Cuplikan Dokumen ▸
KPK Tak Kunjung Tahan 2 Tersangka Kasus Alkes

Bekas Sekretaris Menko Kesra Sudah jadi Terpidana

Sabtu, 01 Oktober 2011, 08:00 WIB
KPK Tak Kunjung Tahan 2 Tersangka Kasus Alkes
Johan Budi

RMOL. Biasanya KPK bersikap tegas terhadap para tersangka kasus ko­rupsi. Tapi, kenapa Komisi yang dipimpin Muhammad Busyro Muqoddas ini, tidak menahan dua tersangka kasus korupsi pe­nga­daan alat kesehatan. Ada apa nih?

Tersangka yang tidak di­tahan KPK itu, pertama, bekas Sek­re­ta­ris Direktorat Jenderal Bina Pe­layanan Medik Depar­te­men Ke­sehatan Ratna Dewi Umar. Bah­kan, Ratna yang ditetap­kan se­ba­gai tersangka pada perte­ngahan Mei 2010, berkas per­karanya sama sekali belum di­limpahkan KPK ke Pengadilan Tipikor.

Tersangka kedua yang belum ditahan, yakni bekas Kepala Pusat Penanggulangan Krisis Depar­te­men Kesehatan Rustam Syar­ifud­din Pakaya. Rustam yang kini men­jabat Direktur Sumber Daya Manusia Rumah Sakit Dharmais, ditetapkan KPK sebagai tersang­ka pada 29 September lalu.

Bahan yang Disediakan ▸
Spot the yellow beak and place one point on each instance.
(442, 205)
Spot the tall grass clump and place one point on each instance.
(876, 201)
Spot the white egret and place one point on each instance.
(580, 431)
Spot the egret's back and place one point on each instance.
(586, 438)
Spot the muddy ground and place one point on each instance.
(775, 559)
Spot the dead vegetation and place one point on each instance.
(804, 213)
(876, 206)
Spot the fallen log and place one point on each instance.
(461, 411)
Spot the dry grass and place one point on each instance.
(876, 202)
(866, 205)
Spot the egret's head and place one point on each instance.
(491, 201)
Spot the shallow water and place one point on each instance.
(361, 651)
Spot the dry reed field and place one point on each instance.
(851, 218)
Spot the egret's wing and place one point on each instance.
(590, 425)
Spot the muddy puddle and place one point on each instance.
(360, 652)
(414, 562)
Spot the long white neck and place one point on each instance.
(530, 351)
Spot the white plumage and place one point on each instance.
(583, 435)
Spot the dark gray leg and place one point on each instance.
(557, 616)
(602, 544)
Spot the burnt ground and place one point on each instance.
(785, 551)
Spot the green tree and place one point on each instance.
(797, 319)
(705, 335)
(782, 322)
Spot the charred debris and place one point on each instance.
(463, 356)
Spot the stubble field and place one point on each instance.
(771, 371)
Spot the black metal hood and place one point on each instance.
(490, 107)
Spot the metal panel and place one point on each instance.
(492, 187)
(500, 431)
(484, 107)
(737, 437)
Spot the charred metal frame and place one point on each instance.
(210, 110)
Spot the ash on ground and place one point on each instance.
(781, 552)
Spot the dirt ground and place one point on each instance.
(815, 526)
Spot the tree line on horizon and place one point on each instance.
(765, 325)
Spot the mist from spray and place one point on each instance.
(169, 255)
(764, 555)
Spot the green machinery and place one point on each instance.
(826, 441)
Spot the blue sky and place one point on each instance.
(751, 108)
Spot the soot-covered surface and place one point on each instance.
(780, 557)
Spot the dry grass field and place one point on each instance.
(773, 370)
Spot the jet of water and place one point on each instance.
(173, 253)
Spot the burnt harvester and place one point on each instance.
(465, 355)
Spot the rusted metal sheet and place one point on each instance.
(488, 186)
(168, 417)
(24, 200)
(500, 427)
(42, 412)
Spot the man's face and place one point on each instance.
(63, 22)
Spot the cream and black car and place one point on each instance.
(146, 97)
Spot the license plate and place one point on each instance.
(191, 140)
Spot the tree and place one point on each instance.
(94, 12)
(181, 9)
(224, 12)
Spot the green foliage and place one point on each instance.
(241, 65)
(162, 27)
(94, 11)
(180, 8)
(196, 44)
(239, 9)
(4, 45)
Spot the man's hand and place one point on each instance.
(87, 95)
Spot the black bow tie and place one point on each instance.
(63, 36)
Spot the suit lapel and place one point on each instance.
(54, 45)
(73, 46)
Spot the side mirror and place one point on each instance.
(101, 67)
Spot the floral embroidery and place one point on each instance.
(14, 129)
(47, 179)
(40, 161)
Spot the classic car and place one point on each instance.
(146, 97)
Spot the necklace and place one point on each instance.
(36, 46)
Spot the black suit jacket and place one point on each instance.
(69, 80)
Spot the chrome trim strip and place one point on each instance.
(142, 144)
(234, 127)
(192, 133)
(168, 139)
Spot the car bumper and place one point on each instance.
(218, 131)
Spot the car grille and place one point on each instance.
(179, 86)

Tujuan ▸
1 > Tentukan apakah setiap pernyataan berikut sesuai dengan artikel tentang kasus alkes. Jawab ya atau tidak, lalu kutip kata-kata artikel yang menentukannya.
(a) Komisi tersebut dipimpin oleh Muhammad Busyro Muqoddas.
(b) Rustam kini menjabat direktur keuangan di Rumah Sakit Dharmais.
(c) Artikel itu terbit pada hari Sabtu.
2 > Kutip dari artikel tentang kasus alkes bagian yang diawali "Sabtu, 01 Oktober" dan berlanjut sampai "29 September lalu.", tanpa perubahan apa pun.
3 > Jawab pertanyaan berikut berdasarkan artikel tentang kasus alkes.
(a) Kapan Ratna Dewi Umar ditetapkan sebagai tersangka?
(b) Kapan Rustam Syarifuddin Pakaya ditetapkan sebagai tersangka?
(c) Apa jabatan Ratna Dewi Umar sebelumnya?
Baris-baris data tidak dipakai di sini.

Jawaban ▸
1 >
(a) Ya: "Komisi yang dipimpin Muhammad Busyro Muqoddas"
(b) Tidak: "Direktur Sumber Daya Manusia Rumah Sakit Dharmais"
(c) Ya: "Sabtu, 01 Oktober 2011"

2 >
Sabtu, 01 Oktober 2011, 08:00 WIB
KPK Tak Kunjung Tahan 2 Tersangka Kasus Alkes
Johan Budi

RMOL. Biasanya KPK bersikap tegas terhadap para tersangka kasus ko­rupsi. Tapi, kenapa Komisi yang dipimpin Muhammad Busyro Muqoddas ini, tidak menahan dua tersangka kasus korupsi pe­nga­daan alat kesehatan. Ada apa nih?

Tersangka yang tidak di­tahan KPK itu, pertama, bekas Sek­re­ta­ris Direktorat Jenderal Bina Pe­layanan Medik Depar­te­men Ke­sehatan Ratna Dewi Umar. Bah­kan, Ratna yang ditetap­kan se­ba­gai tersangka pada perte­ngahan Mei 2010, berkas per­karanya sama sekali belum di­limpahkan KPK ke Pengadilan Tipikor.

Tersangka kedua yang belum ditahan, yakni bekas Kepala Pusat Penanggulangan Krisis Depar­te­men Kesehatan Rustam Syar­ifud­din Pakaya. Rustam yang kini men­jabat Direktur Sumber Daya Manusia Rumah Sakit Dharmais, ditetapkan KPK sebagai tersang­ka pada 29 September lalu.

3 >
(a) Pertengahan Mei 2010.
(b) 29 September lalu.
(c) Sekretaris Direktorat Jenderal Bina Pelayanan Medik Departemen Kesehatan.